Aim of the task
Select and copy every line of the listing below that contains the word "throw", treating uppercase and lowercase letters as different.

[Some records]
....

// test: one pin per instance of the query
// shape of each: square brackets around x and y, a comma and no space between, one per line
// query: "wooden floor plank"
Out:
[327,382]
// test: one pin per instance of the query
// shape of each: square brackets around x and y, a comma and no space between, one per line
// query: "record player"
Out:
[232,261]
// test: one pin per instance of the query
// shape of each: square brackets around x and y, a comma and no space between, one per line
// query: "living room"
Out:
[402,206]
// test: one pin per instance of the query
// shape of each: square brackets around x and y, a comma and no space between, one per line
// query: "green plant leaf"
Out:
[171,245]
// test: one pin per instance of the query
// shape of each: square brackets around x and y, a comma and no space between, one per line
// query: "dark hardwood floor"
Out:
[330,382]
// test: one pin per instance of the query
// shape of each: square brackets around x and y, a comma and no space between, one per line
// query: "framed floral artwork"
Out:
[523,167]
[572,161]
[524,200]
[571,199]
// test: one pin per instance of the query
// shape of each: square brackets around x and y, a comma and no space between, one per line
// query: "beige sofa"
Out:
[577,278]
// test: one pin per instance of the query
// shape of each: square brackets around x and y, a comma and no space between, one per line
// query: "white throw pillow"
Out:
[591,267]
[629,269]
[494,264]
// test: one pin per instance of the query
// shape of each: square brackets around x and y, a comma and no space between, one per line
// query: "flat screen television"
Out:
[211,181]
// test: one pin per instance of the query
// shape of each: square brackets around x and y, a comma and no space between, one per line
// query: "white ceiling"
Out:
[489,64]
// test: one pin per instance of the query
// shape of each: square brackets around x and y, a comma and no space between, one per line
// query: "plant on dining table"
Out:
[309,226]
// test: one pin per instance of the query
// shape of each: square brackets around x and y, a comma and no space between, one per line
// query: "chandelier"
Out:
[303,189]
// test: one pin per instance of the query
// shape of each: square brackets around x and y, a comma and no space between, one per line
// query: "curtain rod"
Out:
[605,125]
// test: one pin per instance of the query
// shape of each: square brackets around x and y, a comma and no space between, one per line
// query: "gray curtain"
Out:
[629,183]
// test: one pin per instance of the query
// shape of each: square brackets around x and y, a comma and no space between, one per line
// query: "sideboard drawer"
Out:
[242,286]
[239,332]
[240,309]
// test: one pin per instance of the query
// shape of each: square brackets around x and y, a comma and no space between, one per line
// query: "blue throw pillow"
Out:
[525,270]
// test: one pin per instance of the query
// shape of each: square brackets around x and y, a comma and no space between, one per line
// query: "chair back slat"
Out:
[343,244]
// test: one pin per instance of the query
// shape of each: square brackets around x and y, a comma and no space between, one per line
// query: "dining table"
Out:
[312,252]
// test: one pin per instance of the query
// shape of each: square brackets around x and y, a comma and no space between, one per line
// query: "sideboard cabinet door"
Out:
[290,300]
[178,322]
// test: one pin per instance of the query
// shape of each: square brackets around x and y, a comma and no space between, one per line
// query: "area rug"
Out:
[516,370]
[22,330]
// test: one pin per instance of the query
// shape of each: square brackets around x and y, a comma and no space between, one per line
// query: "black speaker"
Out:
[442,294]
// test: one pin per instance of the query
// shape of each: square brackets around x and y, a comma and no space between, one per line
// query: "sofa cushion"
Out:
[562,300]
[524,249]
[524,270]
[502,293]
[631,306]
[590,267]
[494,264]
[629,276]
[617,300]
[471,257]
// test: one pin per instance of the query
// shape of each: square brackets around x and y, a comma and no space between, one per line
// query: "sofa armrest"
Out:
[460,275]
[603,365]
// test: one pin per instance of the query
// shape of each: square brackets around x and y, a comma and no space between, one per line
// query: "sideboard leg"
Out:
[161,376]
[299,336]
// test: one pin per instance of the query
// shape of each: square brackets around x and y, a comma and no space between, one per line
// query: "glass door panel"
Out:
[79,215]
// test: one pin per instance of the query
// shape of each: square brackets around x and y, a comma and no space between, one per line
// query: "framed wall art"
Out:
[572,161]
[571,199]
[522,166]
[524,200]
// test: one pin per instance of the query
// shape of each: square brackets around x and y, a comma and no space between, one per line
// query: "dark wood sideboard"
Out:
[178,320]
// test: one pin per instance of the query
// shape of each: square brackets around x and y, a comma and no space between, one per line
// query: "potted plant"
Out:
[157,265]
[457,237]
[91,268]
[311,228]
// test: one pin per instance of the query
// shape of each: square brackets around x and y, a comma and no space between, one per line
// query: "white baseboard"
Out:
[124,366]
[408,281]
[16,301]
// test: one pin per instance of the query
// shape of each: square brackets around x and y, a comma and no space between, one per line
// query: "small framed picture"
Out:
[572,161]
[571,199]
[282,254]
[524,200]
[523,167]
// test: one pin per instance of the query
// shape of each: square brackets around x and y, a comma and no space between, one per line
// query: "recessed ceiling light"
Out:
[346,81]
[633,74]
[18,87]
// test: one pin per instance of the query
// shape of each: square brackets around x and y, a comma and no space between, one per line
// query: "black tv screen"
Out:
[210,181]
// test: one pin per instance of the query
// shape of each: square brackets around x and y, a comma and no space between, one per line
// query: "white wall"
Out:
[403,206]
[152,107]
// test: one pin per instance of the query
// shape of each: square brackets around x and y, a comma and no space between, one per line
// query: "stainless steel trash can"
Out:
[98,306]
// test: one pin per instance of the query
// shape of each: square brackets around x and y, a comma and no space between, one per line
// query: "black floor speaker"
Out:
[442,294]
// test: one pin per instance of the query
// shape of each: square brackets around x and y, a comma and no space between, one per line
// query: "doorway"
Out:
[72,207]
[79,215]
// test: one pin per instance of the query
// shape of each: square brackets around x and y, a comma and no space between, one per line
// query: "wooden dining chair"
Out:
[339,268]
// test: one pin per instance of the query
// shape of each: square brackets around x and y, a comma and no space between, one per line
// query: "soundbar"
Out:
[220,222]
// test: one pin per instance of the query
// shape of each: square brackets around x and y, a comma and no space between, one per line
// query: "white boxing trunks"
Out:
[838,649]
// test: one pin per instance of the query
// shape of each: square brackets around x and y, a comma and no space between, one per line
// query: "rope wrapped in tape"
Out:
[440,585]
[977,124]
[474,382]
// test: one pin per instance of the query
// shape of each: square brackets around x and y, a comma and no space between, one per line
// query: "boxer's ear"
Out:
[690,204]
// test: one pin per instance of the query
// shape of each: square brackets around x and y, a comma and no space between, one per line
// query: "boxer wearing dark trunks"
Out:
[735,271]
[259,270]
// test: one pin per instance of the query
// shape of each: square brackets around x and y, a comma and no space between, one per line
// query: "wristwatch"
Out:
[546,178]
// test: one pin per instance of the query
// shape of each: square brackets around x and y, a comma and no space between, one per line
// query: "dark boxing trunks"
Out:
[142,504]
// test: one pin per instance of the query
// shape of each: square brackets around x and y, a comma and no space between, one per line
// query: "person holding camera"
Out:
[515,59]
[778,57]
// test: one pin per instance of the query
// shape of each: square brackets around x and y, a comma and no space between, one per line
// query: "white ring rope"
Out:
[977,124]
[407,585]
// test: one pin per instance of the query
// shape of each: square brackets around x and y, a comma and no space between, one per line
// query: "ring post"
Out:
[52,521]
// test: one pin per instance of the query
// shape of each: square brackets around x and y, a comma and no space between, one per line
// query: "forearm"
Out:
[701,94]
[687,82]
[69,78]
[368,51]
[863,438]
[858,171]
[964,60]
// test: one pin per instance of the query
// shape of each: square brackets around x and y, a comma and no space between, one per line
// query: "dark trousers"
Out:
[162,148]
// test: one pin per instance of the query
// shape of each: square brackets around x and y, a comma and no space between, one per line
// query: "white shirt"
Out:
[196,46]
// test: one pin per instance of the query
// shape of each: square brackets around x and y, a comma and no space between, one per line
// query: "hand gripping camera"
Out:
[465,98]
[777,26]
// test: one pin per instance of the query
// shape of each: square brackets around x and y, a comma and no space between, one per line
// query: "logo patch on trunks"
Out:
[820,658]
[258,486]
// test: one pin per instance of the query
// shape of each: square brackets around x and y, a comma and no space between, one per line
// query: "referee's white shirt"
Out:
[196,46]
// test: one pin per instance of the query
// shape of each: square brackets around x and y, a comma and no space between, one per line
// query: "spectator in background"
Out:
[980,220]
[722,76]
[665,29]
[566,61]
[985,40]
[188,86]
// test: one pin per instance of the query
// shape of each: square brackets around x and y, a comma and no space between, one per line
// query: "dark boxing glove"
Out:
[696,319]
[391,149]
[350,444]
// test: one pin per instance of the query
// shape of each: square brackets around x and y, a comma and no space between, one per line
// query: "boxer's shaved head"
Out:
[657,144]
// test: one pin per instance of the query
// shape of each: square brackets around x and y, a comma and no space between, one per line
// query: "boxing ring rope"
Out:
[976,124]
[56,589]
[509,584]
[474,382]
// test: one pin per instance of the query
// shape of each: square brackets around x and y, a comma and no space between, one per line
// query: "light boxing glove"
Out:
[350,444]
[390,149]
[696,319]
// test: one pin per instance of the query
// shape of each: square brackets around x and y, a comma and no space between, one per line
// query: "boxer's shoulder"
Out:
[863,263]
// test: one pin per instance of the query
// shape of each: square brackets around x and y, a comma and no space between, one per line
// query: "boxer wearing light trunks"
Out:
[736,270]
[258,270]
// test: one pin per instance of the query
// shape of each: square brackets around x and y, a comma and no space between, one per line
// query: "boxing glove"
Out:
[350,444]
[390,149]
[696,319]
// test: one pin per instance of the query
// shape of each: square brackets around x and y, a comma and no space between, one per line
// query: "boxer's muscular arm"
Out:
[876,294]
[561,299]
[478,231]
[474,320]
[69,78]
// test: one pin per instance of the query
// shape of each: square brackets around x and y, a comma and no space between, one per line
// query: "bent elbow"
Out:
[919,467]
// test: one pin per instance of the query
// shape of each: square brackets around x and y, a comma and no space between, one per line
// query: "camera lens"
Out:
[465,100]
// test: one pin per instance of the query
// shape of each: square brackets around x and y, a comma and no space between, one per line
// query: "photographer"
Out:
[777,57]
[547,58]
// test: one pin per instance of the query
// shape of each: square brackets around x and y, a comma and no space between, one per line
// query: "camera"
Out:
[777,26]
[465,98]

....

Response
// query: "white throw pillow"
// query: "blue throw pillow"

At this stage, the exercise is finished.